** start of GIVEN RECORDS **
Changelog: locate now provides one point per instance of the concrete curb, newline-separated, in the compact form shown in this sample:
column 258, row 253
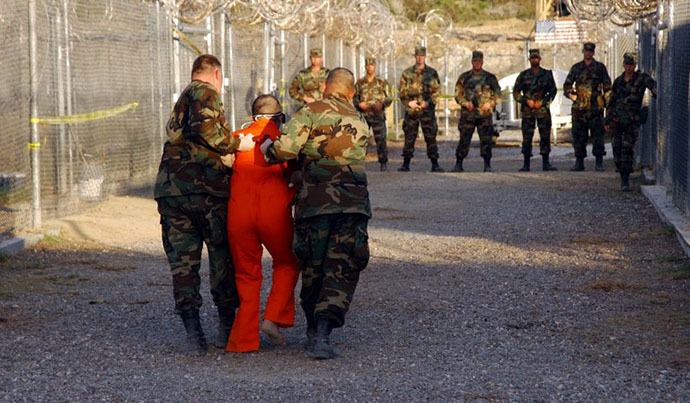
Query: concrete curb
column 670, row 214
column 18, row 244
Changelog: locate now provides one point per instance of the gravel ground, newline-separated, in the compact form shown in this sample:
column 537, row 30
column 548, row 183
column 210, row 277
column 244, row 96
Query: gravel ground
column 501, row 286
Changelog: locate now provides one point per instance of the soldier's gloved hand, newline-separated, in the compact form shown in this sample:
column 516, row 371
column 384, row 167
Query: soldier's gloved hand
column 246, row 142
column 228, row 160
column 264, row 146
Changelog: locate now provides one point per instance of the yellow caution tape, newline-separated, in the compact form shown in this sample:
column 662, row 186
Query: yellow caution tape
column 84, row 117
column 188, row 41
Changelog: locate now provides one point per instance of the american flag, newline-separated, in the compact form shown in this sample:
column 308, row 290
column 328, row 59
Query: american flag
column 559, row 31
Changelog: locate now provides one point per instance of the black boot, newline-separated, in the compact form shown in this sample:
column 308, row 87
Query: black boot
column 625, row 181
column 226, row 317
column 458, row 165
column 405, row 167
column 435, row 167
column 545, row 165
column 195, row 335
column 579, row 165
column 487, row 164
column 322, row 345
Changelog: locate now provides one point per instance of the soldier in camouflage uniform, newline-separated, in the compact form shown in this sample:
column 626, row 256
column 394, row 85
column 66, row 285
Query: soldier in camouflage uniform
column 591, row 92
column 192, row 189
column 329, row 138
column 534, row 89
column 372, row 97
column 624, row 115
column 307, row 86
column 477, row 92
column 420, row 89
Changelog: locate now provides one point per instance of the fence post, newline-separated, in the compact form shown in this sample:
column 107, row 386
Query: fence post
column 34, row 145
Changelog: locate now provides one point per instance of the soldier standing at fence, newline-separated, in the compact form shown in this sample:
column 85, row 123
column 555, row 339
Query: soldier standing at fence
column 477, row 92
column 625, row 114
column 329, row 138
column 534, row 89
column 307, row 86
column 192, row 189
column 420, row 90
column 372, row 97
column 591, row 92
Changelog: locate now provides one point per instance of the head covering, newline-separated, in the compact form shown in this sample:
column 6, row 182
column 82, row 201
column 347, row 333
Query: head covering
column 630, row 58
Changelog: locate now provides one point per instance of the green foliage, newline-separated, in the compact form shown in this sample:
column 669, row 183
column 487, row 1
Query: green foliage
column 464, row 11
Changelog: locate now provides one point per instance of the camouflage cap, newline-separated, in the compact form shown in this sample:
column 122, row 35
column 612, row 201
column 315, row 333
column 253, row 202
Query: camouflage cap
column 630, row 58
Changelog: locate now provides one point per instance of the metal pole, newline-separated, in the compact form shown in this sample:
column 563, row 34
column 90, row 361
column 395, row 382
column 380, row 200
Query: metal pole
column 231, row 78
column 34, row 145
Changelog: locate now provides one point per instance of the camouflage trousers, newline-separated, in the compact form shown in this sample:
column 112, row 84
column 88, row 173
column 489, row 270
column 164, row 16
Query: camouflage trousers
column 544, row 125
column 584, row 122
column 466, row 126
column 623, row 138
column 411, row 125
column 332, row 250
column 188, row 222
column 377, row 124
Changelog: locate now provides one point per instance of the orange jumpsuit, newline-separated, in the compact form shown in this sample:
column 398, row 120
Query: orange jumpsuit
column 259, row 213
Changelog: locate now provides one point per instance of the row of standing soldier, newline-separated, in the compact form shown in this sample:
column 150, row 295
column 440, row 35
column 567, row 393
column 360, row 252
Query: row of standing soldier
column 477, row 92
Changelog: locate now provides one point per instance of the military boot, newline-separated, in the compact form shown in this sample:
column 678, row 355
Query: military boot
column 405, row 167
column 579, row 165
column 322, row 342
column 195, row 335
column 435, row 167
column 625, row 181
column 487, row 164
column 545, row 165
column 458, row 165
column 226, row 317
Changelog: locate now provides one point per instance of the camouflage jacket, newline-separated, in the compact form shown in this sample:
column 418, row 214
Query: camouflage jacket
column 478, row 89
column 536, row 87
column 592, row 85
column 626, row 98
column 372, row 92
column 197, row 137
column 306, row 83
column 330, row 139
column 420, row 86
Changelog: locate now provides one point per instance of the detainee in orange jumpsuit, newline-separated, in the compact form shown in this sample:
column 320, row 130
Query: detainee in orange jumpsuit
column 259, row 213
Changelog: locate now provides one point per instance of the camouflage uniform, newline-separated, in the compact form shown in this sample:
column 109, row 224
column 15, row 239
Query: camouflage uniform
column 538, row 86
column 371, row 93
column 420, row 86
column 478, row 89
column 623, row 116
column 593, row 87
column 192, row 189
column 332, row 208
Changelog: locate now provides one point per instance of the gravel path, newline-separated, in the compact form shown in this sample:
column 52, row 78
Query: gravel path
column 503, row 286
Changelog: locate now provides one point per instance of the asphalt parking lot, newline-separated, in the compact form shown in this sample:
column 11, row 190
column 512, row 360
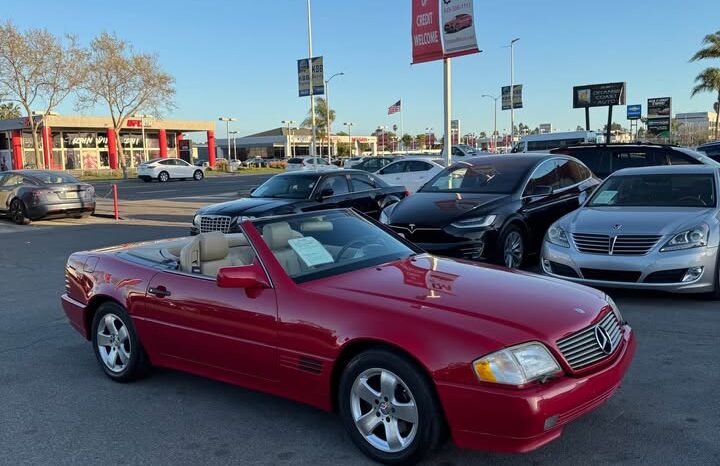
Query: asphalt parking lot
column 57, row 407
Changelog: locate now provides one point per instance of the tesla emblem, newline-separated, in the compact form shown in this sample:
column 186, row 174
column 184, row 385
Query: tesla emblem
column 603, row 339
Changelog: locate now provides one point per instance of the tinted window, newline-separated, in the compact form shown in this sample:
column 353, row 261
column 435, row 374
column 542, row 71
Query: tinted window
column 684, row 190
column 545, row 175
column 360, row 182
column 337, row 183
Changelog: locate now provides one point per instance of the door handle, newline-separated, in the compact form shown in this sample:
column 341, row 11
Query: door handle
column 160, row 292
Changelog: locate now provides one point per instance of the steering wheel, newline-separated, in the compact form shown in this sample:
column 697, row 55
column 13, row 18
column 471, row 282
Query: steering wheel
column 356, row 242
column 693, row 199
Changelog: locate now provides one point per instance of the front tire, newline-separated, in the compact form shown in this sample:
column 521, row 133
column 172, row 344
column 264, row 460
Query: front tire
** end of GIVEN RECORDS **
- [REQUIRED WORK]
Revise the records from their beginning through the line containing "column 18, row 244", inclusive, so that "concrete curb" becomes "stone curb" and nothing else changes. Leave the pictures out.

- [SOLVED PROBLEM]
Changelog: locate now provides one point per instance of the stone curb, newline-separated, in the compact form shown in this sample:
column 258, row 253
Query: stone curb
column 670, row 214
column 18, row 244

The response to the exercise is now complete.